● Stored data entries

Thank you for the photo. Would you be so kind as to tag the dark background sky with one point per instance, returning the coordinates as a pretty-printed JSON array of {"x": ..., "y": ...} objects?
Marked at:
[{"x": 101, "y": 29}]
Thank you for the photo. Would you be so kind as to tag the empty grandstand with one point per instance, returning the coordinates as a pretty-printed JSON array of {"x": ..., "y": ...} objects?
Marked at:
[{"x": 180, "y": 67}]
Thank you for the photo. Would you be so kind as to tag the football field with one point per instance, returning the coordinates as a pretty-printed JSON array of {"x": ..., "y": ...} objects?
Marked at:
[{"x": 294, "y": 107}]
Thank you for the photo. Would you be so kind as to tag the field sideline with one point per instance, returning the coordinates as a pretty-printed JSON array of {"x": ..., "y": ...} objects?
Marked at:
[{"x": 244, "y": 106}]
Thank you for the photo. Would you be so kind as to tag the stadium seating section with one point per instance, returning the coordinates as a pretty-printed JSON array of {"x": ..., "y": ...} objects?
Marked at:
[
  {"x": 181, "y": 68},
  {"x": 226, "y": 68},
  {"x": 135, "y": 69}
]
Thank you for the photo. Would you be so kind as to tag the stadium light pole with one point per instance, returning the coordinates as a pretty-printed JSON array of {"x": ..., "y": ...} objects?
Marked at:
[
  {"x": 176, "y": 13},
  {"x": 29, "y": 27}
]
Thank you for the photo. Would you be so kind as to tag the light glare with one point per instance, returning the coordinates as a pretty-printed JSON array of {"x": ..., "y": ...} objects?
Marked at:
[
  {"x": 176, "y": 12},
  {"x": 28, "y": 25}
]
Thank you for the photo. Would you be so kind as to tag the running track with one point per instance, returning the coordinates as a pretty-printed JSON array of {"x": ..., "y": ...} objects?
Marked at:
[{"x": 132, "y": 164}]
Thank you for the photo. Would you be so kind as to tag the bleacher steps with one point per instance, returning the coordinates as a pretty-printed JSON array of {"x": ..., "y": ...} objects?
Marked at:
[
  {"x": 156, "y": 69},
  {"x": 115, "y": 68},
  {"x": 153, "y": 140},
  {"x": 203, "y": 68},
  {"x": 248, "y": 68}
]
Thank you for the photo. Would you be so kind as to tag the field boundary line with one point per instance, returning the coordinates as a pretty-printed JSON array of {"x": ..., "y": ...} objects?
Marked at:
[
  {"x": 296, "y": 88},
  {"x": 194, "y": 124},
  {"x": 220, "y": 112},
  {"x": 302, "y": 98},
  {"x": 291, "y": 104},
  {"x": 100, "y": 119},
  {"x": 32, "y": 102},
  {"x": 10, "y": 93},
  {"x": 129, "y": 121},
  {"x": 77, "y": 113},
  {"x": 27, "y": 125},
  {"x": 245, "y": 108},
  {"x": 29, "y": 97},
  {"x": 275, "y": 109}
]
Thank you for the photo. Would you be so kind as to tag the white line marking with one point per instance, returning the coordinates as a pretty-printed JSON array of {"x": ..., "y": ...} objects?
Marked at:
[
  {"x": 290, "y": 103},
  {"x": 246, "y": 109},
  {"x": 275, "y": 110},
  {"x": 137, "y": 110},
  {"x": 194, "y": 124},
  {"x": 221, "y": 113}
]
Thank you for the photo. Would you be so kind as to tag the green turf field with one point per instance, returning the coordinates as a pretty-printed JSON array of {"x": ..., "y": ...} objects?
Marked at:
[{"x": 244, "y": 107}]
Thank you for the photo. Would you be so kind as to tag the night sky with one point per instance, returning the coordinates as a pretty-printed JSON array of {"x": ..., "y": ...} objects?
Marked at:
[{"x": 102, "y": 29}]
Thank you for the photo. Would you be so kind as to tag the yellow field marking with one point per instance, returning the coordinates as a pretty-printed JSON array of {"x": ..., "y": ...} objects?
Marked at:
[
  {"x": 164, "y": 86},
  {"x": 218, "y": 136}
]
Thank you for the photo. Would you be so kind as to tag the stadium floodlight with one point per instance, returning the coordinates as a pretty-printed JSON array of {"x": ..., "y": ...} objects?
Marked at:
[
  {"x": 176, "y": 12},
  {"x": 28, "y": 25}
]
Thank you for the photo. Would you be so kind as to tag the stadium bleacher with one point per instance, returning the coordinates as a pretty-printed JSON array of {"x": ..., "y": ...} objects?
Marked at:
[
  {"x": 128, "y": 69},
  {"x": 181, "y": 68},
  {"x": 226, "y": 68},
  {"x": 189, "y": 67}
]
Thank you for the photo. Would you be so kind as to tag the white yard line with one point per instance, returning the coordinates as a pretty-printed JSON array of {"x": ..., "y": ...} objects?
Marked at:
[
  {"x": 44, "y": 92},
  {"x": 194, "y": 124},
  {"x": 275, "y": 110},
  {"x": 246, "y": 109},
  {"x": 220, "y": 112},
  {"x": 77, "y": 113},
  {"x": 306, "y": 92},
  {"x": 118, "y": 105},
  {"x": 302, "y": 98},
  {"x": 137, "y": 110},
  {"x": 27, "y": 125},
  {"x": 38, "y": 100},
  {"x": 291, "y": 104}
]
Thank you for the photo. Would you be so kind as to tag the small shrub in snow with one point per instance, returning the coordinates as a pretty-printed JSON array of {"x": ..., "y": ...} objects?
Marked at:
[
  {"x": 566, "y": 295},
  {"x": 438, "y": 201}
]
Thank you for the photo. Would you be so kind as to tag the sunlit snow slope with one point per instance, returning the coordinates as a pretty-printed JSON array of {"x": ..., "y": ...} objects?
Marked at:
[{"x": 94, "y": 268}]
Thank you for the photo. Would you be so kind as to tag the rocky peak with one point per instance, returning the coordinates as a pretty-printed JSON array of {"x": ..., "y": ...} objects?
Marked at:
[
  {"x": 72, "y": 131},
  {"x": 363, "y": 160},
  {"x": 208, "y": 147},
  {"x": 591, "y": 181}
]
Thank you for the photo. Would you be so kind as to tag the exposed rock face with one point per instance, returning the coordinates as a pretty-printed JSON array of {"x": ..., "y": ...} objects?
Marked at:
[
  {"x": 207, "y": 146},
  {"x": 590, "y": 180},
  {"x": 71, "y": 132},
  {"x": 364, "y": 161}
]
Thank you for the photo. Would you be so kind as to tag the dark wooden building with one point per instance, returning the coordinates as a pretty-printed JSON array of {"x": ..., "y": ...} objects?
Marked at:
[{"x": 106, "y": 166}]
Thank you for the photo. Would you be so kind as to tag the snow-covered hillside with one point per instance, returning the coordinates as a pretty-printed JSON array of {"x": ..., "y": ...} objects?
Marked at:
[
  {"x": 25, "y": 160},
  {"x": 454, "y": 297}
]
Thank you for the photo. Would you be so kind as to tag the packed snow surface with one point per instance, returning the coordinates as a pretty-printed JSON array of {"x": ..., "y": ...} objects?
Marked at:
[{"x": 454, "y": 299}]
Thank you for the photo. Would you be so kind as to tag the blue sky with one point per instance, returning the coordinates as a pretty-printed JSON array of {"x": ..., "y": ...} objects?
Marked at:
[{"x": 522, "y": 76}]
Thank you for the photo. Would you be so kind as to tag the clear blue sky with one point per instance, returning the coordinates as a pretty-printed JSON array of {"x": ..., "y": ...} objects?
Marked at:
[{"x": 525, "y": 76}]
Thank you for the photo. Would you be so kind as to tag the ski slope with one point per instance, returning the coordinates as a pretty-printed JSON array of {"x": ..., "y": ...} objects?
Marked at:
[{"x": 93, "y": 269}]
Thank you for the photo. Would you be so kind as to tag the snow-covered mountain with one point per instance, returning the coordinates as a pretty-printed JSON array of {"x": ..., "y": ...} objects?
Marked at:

● Exercise brief
Each of the records should be written out again, exactly as it reads.

● Solution
Thank you for the photo. Would you be so kind as to tag the dark background sky with one point per instance, returning the coordinates as a pretty-printed JSON array of {"x": ..., "y": ...} objects?
Marked at:
[{"x": 101, "y": 29}]
Thank you for the photo. Would you be so kind as to tag the empty grandstand with one point per instance, returning the coordinates as a pretty-printed JSON array of {"x": ..., "y": ...} objects?
Marked at:
[{"x": 180, "y": 67}]
Thank you for the photo. Would you be so kind as to tag the football field with one point per instance, returning the coordinates as a pretty-printed JSON array of {"x": ..., "y": ...} objects?
Marked at:
[{"x": 294, "y": 107}]
Thank you for the photo. Would you be so kind as to tag the field sideline with one point per instance, returning the coordinates as a pretty-printed JSON array of {"x": ..., "y": ...} objects?
Marked at:
[{"x": 244, "y": 106}]
Thank you for the photo. Would you be so kind as to tag the stadium seating section with one point per instance, returning the coordinates as a pretty-printed JSON array of {"x": ..., "y": ...} objects?
Marked at:
[
  {"x": 181, "y": 68},
  {"x": 226, "y": 68},
  {"x": 135, "y": 69}
]
Thank you for the photo. Would you be so kind as to tag the stadium light pole with one point per instance, returning the coordinates as a pretty-printed JSON array of {"x": ..., "y": ...} objects?
Marked at:
[
  {"x": 176, "y": 13},
  {"x": 29, "y": 27}
]
Thank you for the photo. Would you be so kind as to tag the light glare with one point per instance, returning the coordinates as a pretty-printed JSON array of {"x": ..., "y": ...} objects?
Marked at:
[
  {"x": 176, "y": 12},
  {"x": 28, "y": 25}
]
Thank you for the photo. Would you be so kind as to tag the running track with one point per instance, returning the coordinates as a pretty-printed JSON array of {"x": ..., "y": ...} objects?
Marked at:
[{"x": 132, "y": 164}]
Thank you for the photo. Would you be so kind as to tag the bleacher steps with one point per instance, returning the coordinates as a pretty-printed JSON array of {"x": ..., "y": ...} objects?
Marked at:
[
  {"x": 156, "y": 69},
  {"x": 115, "y": 68},
  {"x": 153, "y": 140},
  {"x": 203, "y": 68},
  {"x": 248, "y": 68}
]
Thank you for the photo. Would you be so kind as to tag the field boundary line with one point per instance, returning the coordinates as a pretty-printed JSON array of {"x": ..., "y": ...} objects?
Marked at:
[
  {"x": 296, "y": 88},
  {"x": 194, "y": 124},
  {"x": 220, "y": 112},
  {"x": 302, "y": 98},
  {"x": 291, "y": 104},
  {"x": 100, "y": 119},
  {"x": 32, "y": 102},
  {"x": 10, "y": 93},
  {"x": 129, "y": 121},
  {"x": 77, "y": 113},
  {"x": 27, "y": 125},
  {"x": 245, "y": 108},
  {"x": 29, "y": 97},
  {"x": 275, "y": 109}
]
Thank you for the photo. Would you be so kind as to tag the white line marking with one point per instance, returning the coordinates as a pretty-printed JSON array of {"x": ..., "y": ...} objects?
Marked at:
[
  {"x": 290, "y": 103},
  {"x": 246, "y": 109},
  {"x": 275, "y": 110},
  {"x": 137, "y": 110},
  {"x": 194, "y": 124},
  {"x": 221, "y": 113}
]
Thank you for the photo. Would you be so kind as to tag the green turf field with one point per instance, returning the coordinates as a pretty-printed JSON array of {"x": ..., "y": ...} objects?
Marked at:
[{"x": 244, "y": 107}]
Thank you for the photo. Would you be so kind as to tag the night sky with one point per instance, returning the coordinates as a pretty-printed JSON array of {"x": ..., "y": ...} objects?
Marked at:
[{"x": 102, "y": 29}]
Thank you for the photo. Would you be so kind as to tag the yellow field marking with one point per instance, returning the coordinates as a pretty-printed JSON array of {"x": ..., "y": ...} objects?
Marked at:
[
  {"x": 164, "y": 86},
  {"x": 218, "y": 136}
]
Thank you for the photo. Would you be so kind as to tag the stadium floodlight with one point per instance, returning the coordinates as a pretty-printed JSON array of {"x": ..., "y": ...} objects?
Marked at:
[
  {"x": 176, "y": 12},
  {"x": 28, "y": 25}
]
Thank you for the photo. Would you be so kind as to tag the stadium bleacher with one point per instance, returning the coordinates as a pretty-printed JSON array of {"x": ..., "y": ...} objects?
Marked at:
[
  {"x": 128, "y": 69},
  {"x": 181, "y": 68},
  {"x": 226, "y": 68},
  {"x": 189, "y": 67}
]
Thank you for the photo. Would you be so kind as to tag the white yard line with one point per instance, returning the coordinates as a pretty-printed JSON array of {"x": ..., "y": ...} objects?
Marked at:
[
  {"x": 44, "y": 92},
  {"x": 194, "y": 124},
  {"x": 275, "y": 110},
  {"x": 246, "y": 109},
  {"x": 220, "y": 112},
  {"x": 77, "y": 113},
  {"x": 306, "y": 92},
  {"x": 118, "y": 105},
  {"x": 302, "y": 98},
  {"x": 137, "y": 110},
  {"x": 27, "y": 125},
  {"x": 38, "y": 100},
  {"x": 291, "y": 104}
]
Thank you for the photo. Would you be so kind as to tag the small shrub in snow with one point per instance, returning the coordinates as a pretty-printed JSON array of {"x": ..., "y": ...} objects?
Marked at:
[
  {"x": 566, "y": 295},
  {"x": 438, "y": 201}
]
Thank you for the photo. Would you be so kind as to tag the sunlit snow slope with one point per instance, returning the coordinates as a pretty-printed JSON array of {"x": ..., "y": ...} objects?
Marked at:
[{"x": 94, "y": 268}]
Thank you for the photo. Would you be so kind as to tag the rocky peak with one point per instance, returning the coordinates as a pretty-printed JSON array of {"x": ..., "y": ...} objects?
Marked at:
[
  {"x": 72, "y": 131},
  {"x": 363, "y": 160},
  {"x": 208, "y": 147},
  {"x": 591, "y": 181}
]
Thank you for the photo. Would you be so kind as to tag the exposed rock face with one point per instance, returning the coordinates as a pretty-printed JSON array of {"x": ..., "y": ...} objects?
Marked at:
[
  {"x": 207, "y": 146},
  {"x": 590, "y": 180},
  {"x": 71, "y": 132},
  {"x": 364, "y": 161}
]
Thank you for the photo. Would you be so kind as to tag the dark wooden building with one point per instance, returning the coordinates as a pretty-printed JSON array of {"x": ..., "y": ...} objects?
Marked at:
[{"x": 106, "y": 166}]
Thank you for the photo. Would you be so kind as to tag the snow-covered hillside with one point per instance, returning the coordinates as a pretty-printed JSON array of {"x": ..., "y": ...} objects?
Marked at:
[
  {"x": 25, "y": 160},
  {"x": 454, "y": 297}
]
Thank you for the photo. Would you be so kind as to tag the packed snow surface with one point per instance, returning the coordinates as a pretty-printed JSON array of {"x": ..., "y": ...} objects?
Marked at:
[{"x": 454, "y": 299}]
Thank you for the photo. Would you be so kind as to tag the blue sky with one point per instance, returning the coordinates as a pretty-printed JSON array of {"x": ..., "y": ...} objects?
Marked at:
[{"x": 522, "y": 76}]
Thank you for the photo. Would you be so kind as to tag the clear blue sky with one point per instance, returning the coordinates as a pretty-printed JSON array of {"x": ..., "y": ...} objects?
Marked at:
[{"x": 525, "y": 76}]
Thank you for the photo. Would you be so kind as to tag the ski slope with one point per instance, returning the coordinates as a pretty-printed JSON array of {"x": ..., "y": ...} objects?
Marked at:
[{"x": 93, "y": 269}]
Thank you for the photo. Would you be so kind as to tag the snow-covered mountain with one point per instance, returning the coordinates as a pretty-printed JSON array of {"x": ..., "y": ...} objects?
Marked at:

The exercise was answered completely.